Document segment

Q: Wanna give a writer feedback?
We writers are like delicate flowers or fragile snowflakes. We don’t take criticism well. Or at least, personally speaking, I don’t. Even if it’s given kindly, it feels like a knife to the heart. Especially if the person starts with something like, I really loved your story but…”
But. That but is the twist of the knife.
And this is how it feels (for me anyway). And that is with feedback that I’ve asked for or that I’m expecting from friends and beta readers. So if it’s unsolicited feedback? Or as I like to think of it as: “feedback”? Then the knife becomes an arrow being shot at me, over and over and over until I’m skewered with a bunch of arrows like...well, something that you skewer.
There are a few unspoken rules in the writing world, and one of them is about feedback. And the main thing you need to keep in mind with this rule is that it is really very simple and it boils down to this, effectively:
Do you want to give a writer feedback? Yes.
And what should the little angel on your shoulder say to you before you do? Most of the time you should listen to the good angel and not the little devil, so it will be a variation on don’t. Or No. Or no way Jose.
It’s like one of those maze-like flow charts that you see about whether or not you should ask a certain question or do a certain thing, and most of the answers lead to, most of the time, NO, and only a few of them lead to yes.

Task details
Extract the passage from the piece on giving writers feedback that starts at the words "And this is" and ends after "no way Jose.", copying it word for word.

Material shown
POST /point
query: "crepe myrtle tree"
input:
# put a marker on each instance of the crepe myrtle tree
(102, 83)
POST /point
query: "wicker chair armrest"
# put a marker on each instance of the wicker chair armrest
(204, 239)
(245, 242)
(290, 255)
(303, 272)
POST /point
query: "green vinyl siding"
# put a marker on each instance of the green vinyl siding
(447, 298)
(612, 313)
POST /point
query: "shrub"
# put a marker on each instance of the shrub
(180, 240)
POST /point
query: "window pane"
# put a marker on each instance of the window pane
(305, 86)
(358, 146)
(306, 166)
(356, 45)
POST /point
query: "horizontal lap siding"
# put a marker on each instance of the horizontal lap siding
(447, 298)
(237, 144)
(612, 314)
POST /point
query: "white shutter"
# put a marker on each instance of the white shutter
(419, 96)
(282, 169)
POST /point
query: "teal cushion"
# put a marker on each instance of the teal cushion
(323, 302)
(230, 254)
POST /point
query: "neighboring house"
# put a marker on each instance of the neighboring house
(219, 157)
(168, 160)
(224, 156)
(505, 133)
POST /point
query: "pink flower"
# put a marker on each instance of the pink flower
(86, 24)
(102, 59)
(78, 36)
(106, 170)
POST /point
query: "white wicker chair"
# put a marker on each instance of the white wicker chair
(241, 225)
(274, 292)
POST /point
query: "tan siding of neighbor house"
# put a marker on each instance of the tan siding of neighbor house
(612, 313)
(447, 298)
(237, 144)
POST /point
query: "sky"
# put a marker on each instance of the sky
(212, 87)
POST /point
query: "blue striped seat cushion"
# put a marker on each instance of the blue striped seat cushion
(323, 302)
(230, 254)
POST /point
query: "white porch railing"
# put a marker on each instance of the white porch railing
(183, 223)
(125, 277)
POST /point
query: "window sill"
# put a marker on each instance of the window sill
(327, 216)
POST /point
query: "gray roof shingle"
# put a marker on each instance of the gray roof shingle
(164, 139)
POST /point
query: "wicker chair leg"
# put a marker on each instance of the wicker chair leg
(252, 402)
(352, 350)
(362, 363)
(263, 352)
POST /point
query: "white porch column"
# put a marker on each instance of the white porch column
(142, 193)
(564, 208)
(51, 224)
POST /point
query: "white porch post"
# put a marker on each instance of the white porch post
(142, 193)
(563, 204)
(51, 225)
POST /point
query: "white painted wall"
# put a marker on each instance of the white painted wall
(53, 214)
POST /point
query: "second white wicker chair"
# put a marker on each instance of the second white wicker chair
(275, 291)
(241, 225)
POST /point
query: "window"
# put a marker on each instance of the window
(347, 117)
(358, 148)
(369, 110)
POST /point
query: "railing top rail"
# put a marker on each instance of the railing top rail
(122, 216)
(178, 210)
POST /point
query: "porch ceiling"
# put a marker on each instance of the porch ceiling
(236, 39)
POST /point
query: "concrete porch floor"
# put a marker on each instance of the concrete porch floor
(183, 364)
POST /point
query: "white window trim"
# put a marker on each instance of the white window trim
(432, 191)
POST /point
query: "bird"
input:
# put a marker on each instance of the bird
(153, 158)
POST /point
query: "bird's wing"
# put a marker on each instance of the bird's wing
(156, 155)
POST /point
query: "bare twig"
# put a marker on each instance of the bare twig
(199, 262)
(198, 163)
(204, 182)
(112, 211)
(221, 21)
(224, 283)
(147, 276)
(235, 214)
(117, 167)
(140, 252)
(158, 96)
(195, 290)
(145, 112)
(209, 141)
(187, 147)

Written answer
And this is how it feels (for me anyway). And that is with feedback that I’ve asked for or that I’m expecting from friends and beta readers. So if it’s unsolicited feedback? Or as I like to think of it as: “feedback”? Then the knife becomes an arrow being shot at me, over and over and over until I’m skewered with a bunch of arrows like...well, something that you skewer.
There are a few unspoken rules in the writing world, and one of them is about feedback. And the main thing you need to keep in mind with this rule is that it is really very simple and it boils down to this, effectively:
Do you want to give a writer feedback? Yes.
And what should the little angel on your shoulder say to you before you do? Most of the time you should listen to the good angel and not the little devil, so it will be a variation on don’t. Or No. Or no way Jose.